◆ Written request ◆
Reproduce these lines verbatim, starting with the line containing "of the gravel" and ending with the line containing "x=265, y=240", both included.

◆ Data extract ◆
────────────────────
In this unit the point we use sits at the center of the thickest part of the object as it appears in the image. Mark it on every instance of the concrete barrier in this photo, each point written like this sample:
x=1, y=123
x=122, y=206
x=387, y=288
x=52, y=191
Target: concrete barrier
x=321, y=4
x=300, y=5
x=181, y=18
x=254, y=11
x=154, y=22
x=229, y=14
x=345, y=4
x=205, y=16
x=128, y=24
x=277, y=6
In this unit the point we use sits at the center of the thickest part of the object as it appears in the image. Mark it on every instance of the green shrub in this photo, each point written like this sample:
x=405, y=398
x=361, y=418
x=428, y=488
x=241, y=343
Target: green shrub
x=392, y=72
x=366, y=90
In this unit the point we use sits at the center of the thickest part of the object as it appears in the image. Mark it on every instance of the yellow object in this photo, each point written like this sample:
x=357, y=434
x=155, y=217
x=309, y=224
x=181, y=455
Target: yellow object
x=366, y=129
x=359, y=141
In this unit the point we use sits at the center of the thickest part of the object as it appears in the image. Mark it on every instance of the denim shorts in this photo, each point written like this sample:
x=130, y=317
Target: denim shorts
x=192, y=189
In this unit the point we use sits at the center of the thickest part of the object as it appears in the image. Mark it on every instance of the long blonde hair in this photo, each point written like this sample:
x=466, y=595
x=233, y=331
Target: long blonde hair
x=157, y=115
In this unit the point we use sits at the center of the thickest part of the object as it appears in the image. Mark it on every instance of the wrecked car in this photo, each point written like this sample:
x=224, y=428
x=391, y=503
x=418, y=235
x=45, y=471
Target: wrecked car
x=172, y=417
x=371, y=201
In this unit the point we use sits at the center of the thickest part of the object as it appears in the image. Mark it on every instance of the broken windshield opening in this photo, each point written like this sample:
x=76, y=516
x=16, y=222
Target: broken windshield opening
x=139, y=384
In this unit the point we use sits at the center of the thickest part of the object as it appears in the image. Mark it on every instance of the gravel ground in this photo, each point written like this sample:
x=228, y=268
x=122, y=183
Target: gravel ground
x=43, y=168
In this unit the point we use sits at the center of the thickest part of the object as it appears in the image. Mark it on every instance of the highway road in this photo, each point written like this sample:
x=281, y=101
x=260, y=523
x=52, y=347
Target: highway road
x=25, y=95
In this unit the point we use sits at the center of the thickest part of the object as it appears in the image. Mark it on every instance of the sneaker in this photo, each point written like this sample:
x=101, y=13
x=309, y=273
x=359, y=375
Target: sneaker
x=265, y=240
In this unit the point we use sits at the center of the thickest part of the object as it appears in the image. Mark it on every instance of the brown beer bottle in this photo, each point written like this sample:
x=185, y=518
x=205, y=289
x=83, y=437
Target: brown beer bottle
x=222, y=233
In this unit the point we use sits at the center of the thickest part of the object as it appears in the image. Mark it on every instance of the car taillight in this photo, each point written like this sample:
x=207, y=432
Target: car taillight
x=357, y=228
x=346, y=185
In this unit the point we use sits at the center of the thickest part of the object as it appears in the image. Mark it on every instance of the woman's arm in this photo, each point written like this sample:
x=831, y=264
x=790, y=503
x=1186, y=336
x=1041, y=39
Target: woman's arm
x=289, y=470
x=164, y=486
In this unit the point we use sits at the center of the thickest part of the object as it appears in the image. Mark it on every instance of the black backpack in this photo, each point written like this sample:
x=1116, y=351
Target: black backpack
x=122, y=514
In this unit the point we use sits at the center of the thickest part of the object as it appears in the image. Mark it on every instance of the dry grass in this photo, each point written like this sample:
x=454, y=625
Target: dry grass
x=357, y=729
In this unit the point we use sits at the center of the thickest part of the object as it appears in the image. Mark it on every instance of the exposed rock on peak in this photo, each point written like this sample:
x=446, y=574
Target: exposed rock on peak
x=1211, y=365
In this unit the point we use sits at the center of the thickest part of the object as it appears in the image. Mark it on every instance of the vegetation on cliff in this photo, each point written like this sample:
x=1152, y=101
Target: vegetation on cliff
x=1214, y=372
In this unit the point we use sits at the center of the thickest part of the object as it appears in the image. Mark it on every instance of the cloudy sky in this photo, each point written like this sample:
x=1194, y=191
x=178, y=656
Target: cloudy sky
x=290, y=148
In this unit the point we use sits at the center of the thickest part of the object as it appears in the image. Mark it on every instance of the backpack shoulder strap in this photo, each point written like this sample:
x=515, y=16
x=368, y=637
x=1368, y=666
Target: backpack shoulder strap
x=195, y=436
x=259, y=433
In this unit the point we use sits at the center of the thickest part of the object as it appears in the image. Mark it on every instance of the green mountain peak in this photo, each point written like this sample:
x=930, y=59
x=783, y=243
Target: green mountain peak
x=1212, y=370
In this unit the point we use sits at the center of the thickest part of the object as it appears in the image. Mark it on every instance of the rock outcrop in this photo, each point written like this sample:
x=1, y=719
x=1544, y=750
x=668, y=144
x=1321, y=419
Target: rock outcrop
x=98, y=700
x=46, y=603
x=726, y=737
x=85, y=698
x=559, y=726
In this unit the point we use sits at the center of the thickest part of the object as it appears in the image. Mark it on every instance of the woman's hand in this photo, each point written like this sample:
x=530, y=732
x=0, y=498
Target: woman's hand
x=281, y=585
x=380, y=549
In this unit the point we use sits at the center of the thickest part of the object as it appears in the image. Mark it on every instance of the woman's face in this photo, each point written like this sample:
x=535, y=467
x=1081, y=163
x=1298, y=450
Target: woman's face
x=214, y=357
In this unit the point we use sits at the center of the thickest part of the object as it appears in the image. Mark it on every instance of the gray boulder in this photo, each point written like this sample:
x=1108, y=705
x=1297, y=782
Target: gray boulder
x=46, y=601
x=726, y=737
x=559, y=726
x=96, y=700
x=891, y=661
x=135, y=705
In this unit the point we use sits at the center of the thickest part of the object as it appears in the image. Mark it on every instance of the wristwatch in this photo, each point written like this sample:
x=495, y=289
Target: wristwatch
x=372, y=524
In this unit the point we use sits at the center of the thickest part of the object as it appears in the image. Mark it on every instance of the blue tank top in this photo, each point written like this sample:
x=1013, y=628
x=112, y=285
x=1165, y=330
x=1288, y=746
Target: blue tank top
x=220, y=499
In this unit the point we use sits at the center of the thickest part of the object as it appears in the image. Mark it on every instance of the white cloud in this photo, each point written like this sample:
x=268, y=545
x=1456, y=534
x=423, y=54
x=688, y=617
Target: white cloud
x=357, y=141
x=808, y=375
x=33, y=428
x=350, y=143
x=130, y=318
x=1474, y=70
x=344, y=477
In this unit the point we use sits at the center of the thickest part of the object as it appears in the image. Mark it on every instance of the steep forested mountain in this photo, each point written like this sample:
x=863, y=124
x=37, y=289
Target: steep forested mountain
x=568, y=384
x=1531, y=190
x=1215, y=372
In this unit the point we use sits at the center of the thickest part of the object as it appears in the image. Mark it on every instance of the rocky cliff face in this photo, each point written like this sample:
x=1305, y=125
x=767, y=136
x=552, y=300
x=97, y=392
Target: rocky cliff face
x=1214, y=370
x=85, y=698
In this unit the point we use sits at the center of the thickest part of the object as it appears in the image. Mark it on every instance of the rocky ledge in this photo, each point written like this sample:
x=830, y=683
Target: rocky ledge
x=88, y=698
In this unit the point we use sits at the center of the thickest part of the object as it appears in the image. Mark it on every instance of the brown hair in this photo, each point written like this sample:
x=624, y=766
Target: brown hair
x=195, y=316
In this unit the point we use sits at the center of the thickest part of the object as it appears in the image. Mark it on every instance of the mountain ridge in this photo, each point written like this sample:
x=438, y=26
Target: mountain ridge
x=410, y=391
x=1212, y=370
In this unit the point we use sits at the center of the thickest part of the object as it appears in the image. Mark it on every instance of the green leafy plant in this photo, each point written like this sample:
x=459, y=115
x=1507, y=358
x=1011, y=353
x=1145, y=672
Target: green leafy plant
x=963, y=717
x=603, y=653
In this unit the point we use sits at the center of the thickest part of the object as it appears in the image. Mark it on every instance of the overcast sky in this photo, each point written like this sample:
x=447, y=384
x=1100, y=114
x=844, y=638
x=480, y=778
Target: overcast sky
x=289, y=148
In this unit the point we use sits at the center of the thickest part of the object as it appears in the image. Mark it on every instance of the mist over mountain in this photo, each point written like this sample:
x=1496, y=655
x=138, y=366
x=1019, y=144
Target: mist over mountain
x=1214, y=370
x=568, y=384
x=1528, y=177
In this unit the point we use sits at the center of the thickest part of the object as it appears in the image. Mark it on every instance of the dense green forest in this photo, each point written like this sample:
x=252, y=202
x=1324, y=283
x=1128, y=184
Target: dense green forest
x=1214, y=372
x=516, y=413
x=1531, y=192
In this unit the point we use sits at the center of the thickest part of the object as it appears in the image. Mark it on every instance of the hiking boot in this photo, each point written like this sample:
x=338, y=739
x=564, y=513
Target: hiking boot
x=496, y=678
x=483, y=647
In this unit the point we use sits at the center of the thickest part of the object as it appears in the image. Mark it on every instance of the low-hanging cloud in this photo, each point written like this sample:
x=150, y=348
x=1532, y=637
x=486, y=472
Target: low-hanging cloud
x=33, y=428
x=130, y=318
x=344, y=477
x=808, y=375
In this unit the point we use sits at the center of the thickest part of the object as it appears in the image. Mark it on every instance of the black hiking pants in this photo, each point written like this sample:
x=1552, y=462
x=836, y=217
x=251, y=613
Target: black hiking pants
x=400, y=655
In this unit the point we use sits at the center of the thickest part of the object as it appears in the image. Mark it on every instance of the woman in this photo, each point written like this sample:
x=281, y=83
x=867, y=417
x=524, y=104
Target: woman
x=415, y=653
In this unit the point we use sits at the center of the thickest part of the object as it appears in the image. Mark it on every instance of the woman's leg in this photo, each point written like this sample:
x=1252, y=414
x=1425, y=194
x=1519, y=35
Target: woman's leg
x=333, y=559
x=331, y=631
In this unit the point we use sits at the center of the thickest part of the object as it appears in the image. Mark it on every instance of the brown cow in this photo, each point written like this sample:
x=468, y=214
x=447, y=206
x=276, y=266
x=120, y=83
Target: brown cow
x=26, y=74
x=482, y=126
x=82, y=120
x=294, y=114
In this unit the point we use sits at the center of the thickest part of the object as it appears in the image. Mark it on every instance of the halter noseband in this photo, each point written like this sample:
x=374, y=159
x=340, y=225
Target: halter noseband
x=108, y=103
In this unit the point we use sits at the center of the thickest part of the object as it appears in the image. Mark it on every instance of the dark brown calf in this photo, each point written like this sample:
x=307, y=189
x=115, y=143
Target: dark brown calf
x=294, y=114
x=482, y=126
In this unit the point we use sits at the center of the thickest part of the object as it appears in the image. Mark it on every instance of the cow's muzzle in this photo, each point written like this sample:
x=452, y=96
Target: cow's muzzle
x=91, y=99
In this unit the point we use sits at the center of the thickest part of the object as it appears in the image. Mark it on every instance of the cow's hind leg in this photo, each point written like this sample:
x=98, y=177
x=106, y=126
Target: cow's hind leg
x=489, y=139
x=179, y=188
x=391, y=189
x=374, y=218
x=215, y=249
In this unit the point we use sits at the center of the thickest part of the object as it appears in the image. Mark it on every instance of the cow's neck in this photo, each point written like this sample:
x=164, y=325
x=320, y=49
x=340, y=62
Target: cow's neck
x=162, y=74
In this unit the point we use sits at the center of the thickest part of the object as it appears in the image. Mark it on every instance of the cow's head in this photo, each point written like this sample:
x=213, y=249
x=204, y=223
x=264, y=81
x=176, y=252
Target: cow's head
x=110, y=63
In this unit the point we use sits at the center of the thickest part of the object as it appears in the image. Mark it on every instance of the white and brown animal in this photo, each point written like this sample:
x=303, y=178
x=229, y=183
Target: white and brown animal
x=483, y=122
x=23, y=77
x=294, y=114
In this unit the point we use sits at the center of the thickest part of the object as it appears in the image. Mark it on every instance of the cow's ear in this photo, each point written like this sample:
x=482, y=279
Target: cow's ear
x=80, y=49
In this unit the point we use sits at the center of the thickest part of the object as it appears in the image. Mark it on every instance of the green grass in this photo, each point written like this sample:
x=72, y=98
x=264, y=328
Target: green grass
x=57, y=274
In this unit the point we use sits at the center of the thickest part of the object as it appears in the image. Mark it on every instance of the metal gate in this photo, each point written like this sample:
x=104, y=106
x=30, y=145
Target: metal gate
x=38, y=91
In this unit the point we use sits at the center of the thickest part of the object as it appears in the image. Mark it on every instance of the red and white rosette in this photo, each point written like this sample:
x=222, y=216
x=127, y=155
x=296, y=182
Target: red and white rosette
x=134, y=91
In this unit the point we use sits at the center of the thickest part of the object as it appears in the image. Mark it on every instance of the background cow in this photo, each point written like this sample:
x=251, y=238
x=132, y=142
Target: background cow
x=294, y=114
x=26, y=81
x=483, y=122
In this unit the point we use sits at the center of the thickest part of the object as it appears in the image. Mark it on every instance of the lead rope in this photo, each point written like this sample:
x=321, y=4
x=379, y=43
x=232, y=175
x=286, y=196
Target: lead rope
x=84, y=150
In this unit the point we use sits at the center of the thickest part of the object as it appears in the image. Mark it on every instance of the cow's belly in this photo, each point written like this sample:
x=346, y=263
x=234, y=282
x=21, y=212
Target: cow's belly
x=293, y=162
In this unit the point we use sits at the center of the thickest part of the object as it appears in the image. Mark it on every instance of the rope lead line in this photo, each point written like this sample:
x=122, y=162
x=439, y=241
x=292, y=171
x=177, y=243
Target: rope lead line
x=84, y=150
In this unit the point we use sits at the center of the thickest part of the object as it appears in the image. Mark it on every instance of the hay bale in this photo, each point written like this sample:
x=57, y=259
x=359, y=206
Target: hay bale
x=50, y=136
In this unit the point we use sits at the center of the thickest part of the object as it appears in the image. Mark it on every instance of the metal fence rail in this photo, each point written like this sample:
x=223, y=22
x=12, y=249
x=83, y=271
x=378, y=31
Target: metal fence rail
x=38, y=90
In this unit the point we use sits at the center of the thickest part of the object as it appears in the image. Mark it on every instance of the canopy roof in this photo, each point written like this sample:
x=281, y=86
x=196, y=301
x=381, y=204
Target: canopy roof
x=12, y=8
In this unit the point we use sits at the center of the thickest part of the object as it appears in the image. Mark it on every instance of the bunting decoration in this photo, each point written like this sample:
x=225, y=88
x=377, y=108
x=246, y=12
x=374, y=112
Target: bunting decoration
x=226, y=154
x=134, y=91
────────────────────
◆ Answer for the task ◆
In this unit the point we use sits at the center of the thickest part of the object as it appears in the image. Mark it on every instance of the gravel ground in this photo, each point written like this sample:
x=228, y=268
x=122, y=183
Target: gravel ground
x=43, y=168
In this unit the point we use sits at the center of the thickest part of the object as it appears in the image. Mark it on every instance of the highway road in this photo, each point written like this sample:
x=281, y=101
x=260, y=523
x=52, y=347
Target: highway road
x=25, y=95
In this unit the point we use sits at the center of the thickest part of the object as it appears in the image. Mark it on every instance of the sneaker in this photo, each point written like this sample:
x=101, y=13
x=309, y=273
x=359, y=375
Target: sneaker
x=265, y=240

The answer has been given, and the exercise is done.